This Week in Religion: How Faith Healing Can Lead to Manslaughter

Belief

This week is a sobering reminder of the dangers of fanatical religious beliefs. Travis and Wenona Rossiter were convicted of manslaughter this week in the death of their 12-year-old daughter whose diabetes was left untreated. The Rossiters, who belong to the Church of the First Born, believe in faith-based healing over the use of modern medicine.


According to KEZI News,

The couple is accused of recklessly and negligently causing the death of their 12-year-old daughter Syble last year, who died from diabetic ketoacidosis. The state argues the parents should have been aware of the girl’s health problems, and that a reasonable person would have sought medical care.

Faith-based healing has spent a lot of time in the news over the last few years and has resulted in the death of countless children from preventable ailments. Many states in the US are starting to act and requiring by law any child under the age of 18 be treated by a medical professional. One can only hope the rest follow suit.

This week also saw former Fox News host and owner of The Blaze, Glenn Beck, a radical Christian Right conspiracy news organization; announce that he had been suffering from a neurological disorder. Beck claimed to have had “adrenal fatigue” but had undergone treatment that involved spiritual work and lots of prayer and announced he had been cured.

Well it turns out Beck’s claim was rather fictitious as it was never diagnosed by a medical professional. His treatment was administered by Dr. Ted Carrick, a chiropractic neurologist, which is a field not recognized by medical professionals. According to Dr. Steven Novella of Yale University, the profession is nothing but “pure pseudoscience,”

“Chiropractic neurology does not appear to be based on any body of research, or any accumulated scientific knowledge,” Novella wrote on his blog. “I am not aware of any research that establishes their core claims. A search on PubMed for ‘Carrick T’ yielded nothing, and searching on ‘chiropractic neurology’ yielded mostly studies about neurological complications from chiropractic treatment.”

“Chiropractic neurology appears to me to be the very definition of pseudoscience — it has all the trappings of a legitimate profession, with a complex set of beliefs and practices, but there is no underlying scientific basis for any of it,” he concluded.

Novella went on to question the sincerity of Beck’s entire story, given his on-air history of dishonesty. The first red flag should have been the claim that his ailments were cured by spirituality and prayer. Then second is he believes that chiropractors have the medical education to cure neurological diseases.

We also learned that the Catholic Church does much more than simply move pedophile priests around the globe to protect them from persecution but in some cases will go as far as to actively destroy criminal evidence.

According to the SCTimes:

When two employees at St. Mary’s church in downtown St. Paul found what they believed was child pornography in the Rev. Donald J. Dummer’s living quarters in 1997, they brought the material to an archdiocese official.

[Referring expression data based on photos]

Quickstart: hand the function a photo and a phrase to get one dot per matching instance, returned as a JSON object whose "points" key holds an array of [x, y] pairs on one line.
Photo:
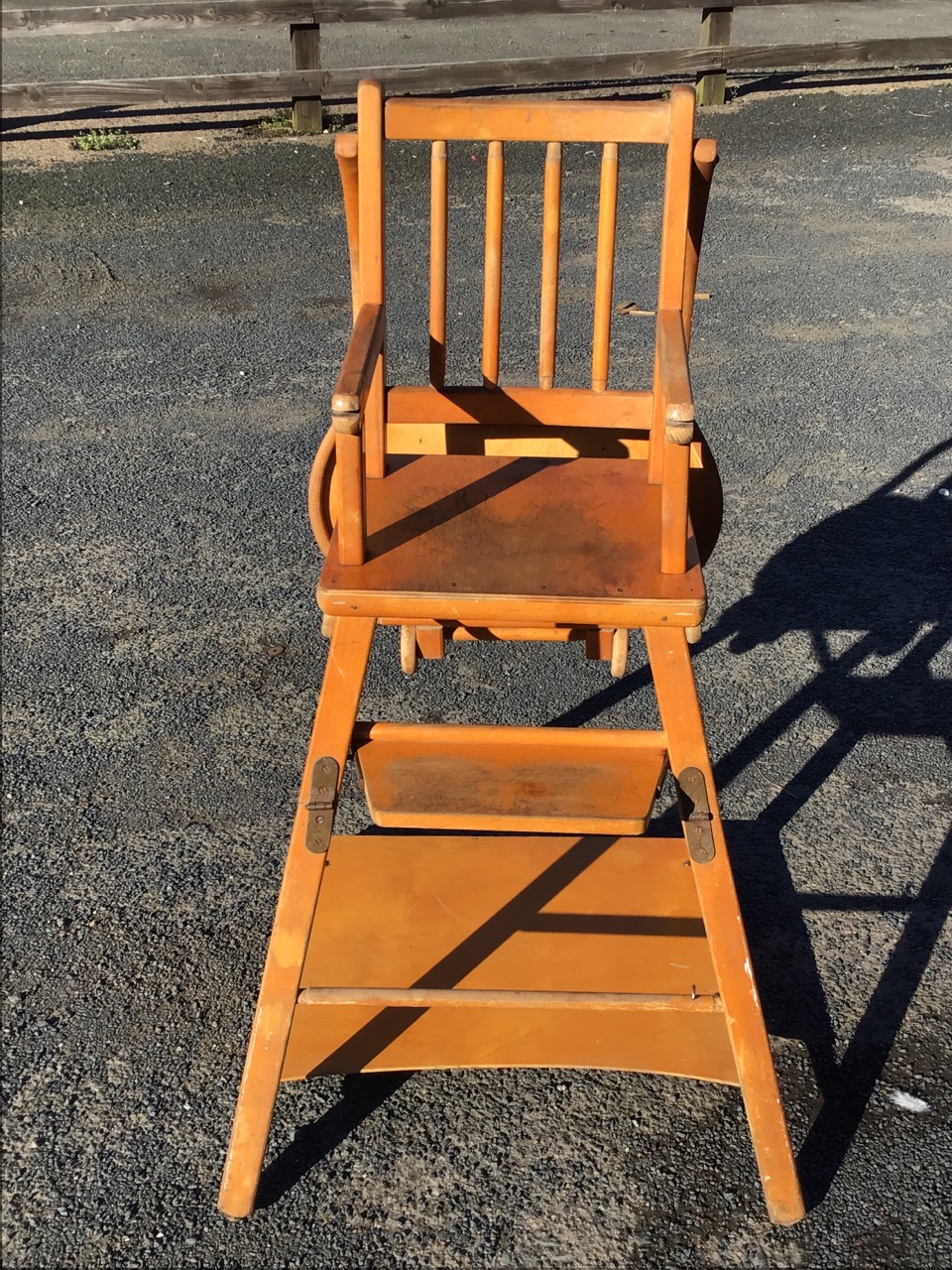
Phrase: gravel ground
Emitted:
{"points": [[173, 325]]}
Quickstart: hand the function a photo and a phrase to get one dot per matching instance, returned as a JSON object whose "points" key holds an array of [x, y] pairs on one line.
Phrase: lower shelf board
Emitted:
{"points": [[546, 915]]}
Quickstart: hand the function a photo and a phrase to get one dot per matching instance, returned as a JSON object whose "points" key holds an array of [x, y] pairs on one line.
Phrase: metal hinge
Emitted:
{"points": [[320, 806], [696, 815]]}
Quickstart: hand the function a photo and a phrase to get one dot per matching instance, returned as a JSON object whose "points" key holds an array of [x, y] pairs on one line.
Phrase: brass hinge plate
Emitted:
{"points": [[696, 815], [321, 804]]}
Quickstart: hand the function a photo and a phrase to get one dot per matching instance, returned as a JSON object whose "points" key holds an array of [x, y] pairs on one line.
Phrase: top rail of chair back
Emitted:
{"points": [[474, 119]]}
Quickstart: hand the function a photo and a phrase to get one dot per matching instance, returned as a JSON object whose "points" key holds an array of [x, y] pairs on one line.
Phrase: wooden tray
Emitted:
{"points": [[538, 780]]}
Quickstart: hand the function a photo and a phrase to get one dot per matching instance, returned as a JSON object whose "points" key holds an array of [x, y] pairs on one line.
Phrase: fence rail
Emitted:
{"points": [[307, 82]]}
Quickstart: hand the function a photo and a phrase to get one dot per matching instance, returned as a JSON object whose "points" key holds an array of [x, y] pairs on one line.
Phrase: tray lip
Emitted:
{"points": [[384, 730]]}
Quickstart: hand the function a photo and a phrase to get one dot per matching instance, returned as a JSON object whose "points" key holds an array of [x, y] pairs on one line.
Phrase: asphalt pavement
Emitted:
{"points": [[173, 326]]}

● **What the exercise asks**:
Please carry on the weekly religion column from its final sentence. The entries have no connection to the weekly religion column.

● **Final answer**:
The evidence made it all the way to Archbishop Gabriel Montalvo, the Vatican’s ambassador to the United States. However, the evidence never made it any further and was never turned over to authorities as a church official told a priest involved that he “will dispose of the tapes.”

It was not until last year, after several trials and pressure from victims groups that any files related to Dummer were turned over to authorities. According to the SCTimes report:

After the accusation, Dummer continued working in the archdiocese until 2006 as a chaplain at Regions Hospital, where he had contact with adults and children, Finnegan said. He continues to be a priest in Tewksbury, Mass.

Pat Robertson thrust himself back in the news this week by offering women advice on how to get clean after abortions and multiple sex partners.

The television evangelist wondered what leads women to sex work and multiple partners that result in abortions and sexually transmitted diseases. On his show The 700 Club they profiled a young women who had gone into dancing to “rule over men,” only to later find Jesus and wash away her sins.

“How many men — dozens — has she had relations with?” Robertson wondered. “How many had ogled her naked body as she was dancing, how many had groped at her, and fondled her, and made obscene remarks about her, and used her?”

Robertson then asked his female audience what they have done to be considered sinners.

“Have you done something that you’re ashamed of? Have you had an abortion? Have you murdered somebody? Have you had multiple sex partners and you’re ashamed of it? Have you caught some sexual disease? What have you done?”

Robertson’s revolutionary advice to these women – and of course only women because men apparently cannot do any of the above – was to accept Gods free gift of cleansing through salvation. And if the women messed up and sinned again? Well in that case all they have to do is call Robertson’s Christian Broadcasting Network and say, “I prayed with Pat.”